(Stored data entries)
..............................
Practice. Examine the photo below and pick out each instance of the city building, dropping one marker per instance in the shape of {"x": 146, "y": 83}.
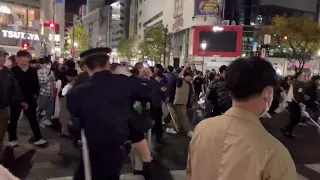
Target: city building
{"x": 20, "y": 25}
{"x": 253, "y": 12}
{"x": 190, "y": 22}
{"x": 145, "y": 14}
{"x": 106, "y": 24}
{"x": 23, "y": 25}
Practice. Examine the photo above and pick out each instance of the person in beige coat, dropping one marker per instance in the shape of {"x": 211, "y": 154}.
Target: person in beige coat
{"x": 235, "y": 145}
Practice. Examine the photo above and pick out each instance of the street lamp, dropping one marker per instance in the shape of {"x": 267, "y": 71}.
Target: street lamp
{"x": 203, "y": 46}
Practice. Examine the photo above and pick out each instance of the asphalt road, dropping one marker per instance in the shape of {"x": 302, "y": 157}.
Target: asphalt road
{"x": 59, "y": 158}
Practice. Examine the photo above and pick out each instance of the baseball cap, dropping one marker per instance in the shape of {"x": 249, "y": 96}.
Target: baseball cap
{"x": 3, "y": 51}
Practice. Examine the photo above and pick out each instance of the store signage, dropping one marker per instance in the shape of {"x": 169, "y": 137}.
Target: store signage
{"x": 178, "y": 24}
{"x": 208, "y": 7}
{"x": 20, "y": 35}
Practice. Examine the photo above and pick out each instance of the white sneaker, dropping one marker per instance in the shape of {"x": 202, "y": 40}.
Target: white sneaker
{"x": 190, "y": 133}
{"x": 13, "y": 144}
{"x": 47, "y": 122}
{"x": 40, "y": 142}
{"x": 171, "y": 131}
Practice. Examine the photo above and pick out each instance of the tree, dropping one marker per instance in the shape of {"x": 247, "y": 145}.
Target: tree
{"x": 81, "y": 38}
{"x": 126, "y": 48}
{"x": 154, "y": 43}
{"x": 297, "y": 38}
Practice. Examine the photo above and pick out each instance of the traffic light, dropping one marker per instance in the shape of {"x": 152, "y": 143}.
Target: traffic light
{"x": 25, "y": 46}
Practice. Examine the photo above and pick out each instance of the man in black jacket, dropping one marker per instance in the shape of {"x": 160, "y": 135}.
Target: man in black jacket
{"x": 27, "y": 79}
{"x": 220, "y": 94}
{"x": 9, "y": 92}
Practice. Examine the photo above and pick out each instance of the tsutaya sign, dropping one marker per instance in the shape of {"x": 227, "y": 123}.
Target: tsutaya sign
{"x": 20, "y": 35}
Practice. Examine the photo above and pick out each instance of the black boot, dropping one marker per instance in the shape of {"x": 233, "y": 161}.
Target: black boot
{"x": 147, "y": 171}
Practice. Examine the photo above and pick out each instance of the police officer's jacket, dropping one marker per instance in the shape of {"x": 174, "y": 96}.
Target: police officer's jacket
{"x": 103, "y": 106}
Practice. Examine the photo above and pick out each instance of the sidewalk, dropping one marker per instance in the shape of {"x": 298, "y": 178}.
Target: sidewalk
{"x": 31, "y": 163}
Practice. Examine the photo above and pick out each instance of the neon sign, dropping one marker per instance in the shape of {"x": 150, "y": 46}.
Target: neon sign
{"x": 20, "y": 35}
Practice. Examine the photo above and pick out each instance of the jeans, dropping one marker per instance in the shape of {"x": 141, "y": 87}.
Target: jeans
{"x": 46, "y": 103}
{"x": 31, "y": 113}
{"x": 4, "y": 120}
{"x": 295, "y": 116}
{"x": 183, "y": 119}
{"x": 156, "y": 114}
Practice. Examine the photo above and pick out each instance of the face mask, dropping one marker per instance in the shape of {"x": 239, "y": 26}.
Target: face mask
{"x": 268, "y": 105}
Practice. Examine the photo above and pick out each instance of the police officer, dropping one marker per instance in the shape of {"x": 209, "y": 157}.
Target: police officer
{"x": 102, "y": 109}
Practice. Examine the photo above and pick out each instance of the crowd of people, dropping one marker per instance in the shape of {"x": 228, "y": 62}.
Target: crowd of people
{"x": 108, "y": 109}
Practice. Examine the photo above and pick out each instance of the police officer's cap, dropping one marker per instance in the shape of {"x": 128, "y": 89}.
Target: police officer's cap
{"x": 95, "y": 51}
..............................
*HOW TO COMPLETE THIS TASK*
Please output all the records above exactly, leaving out every picture.

*OUTPUT OF THE EXERCISE*
Practice. Examine the photo below and pick out each instance of the city building, dropping one marker per instance in the shape of {"x": 146, "y": 83}.
Target: city building
{"x": 20, "y": 25}
{"x": 253, "y": 12}
{"x": 190, "y": 22}
{"x": 145, "y": 14}
{"x": 106, "y": 24}
{"x": 23, "y": 25}
Practice. Examine the photo above and pick out each instance of the person in beige coat, dropping one marker per instance in the shape of {"x": 211, "y": 154}.
Target: person in beige coat
{"x": 235, "y": 145}
Practice. Examine the photo above and pick out each instance of the street lamp, dropping one marker per instance in the shape of {"x": 267, "y": 71}.
Target: street lamp
{"x": 203, "y": 46}
Practice. Examine the photo above and pick out each instance of the asphalt road, dropping one marker per instance in the shape of {"x": 302, "y": 157}.
Target: asphalt road
{"x": 59, "y": 158}
Practice. Examine the photo above and pick out each instance of the baseball cap, dropping one marker per instance in the shape of {"x": 249, "y": 96}.
Target: baseball cap
{"x": 3, "y": 51}
Practice. Examine the photo above and pick out each instance of the store signage, dropping one marker per instance in the shape of {"x": 169, "y": 137}.
Target: store signage
{"x": 178, "y": 24}
{"x": 208, "y": 7}
{"x": 20, "y": 35}
Practice. Examine the photo above and pick out each instance of the white sneaker, dropping one marker per instance in the shape of {"x": 202, "y": 40}.
Target: white sneaker
{"x": 190, "y": 133}
{"x": 13, "y": 144}
{"x": 47, "y": 122}
{"x": 40, "y": 142}
{"x": 171, "y": 131}
Practice. Examine the photo above and pick out each instance of the tree, dropping one marker per instance in the shape of {"x": 247, "y": 145}.
Target: tree
{"x": 81, "y": 38}
{"x": 126, "y": 48}
{"x": 154, "y": 43}
{"x": 297, "y": 38}
Practice. Examine the photo above and pick out each instance of the traffic light, dropping one marker per instance in the shape of {"x": 152, "y": 143}.
Target: traffic light
{"x": 25, "y": 46}
Practice. Examine the photo above and pick out each instance of the man in black jacket, dropping one marker per instance in the shape of {"x": 160, "y": 135}.
Target: man in black jacket
{"x": 27, "y": 79}
{"x": 220, "y": 94}
{"x": 9, "y": 92}
Practice. Examine the photo above and pick out each instance of the tsutaya sign, dropping one marker per instance in the shape of {"x": 227, "y": 123}.
Target: tsutaya sign
{"x": 20, "y": 35}
Practice. Examine the photo above and pick out each instance of the black boot, dropping one marker per instance in the shape of {"x": 233, "y": 161}.
Target: black boot
{"x": 147, "y": 171}
Practice. Examine the photo above and pick out each instance of the police officer's jacket, dropping one marker per instance in the shape of {"x": 174, "y": 96}.
Target: police officer's jacket
{"x": 103, "y": 106}
Practice. Examine the photo above and pick out each instance of the sidewalk, dropping one marker per instance in the shape of {"x": 298, "y": 178}.
Target: sidewalk
{"x": 31, "y": 163}
Practice. Examine the photo above and pick out each instance of the neon sign, dropping one marker per instance in the shape of {"x": 150, "y": 46}.
Target: neon sign
{"x": 20, "y": 35}
Practice. Examine the photo above and pick out each instance of the jeans, dropping one marker per instance in the shape of {"x": 141, "y": 87}.
Target: jeans
{"x": 46, "y": 103}
{"x": 31, "y": 113}
{"x": 4, "y": 120}
{"x": 295, "y": 116}
{"x": 183, "y": 119}
{"x": 156, "y": 114}
Practice. Examine the photo above and pick out each instance of the face mask, dropping one marker per instance in the shape of {"x": 239, "y": 26}.
Target: face mask
{"x": 268, "y": 105}
Practice. Examine the photo above and pick out each instance of the police officer, dropping one marker per instance in the shape of {"x": 209, "y": 157}.
Target: police officer
{"x": 102, "y": 109}
Practice. Examine the photo above and pick out each instance of the crowd of people, dropping one marker per instance in the shape of {"x": 228, "y": 62}.
Target: crowd of people
{"x": 108, "y": 109}
Practice. Examine the photo above and pick out each instance of the police officer's cap, dropping one marker per instance in the shape of {"x": 128, "y": 89}.
Target: police officer's cap
{"x": 95, "y": 51}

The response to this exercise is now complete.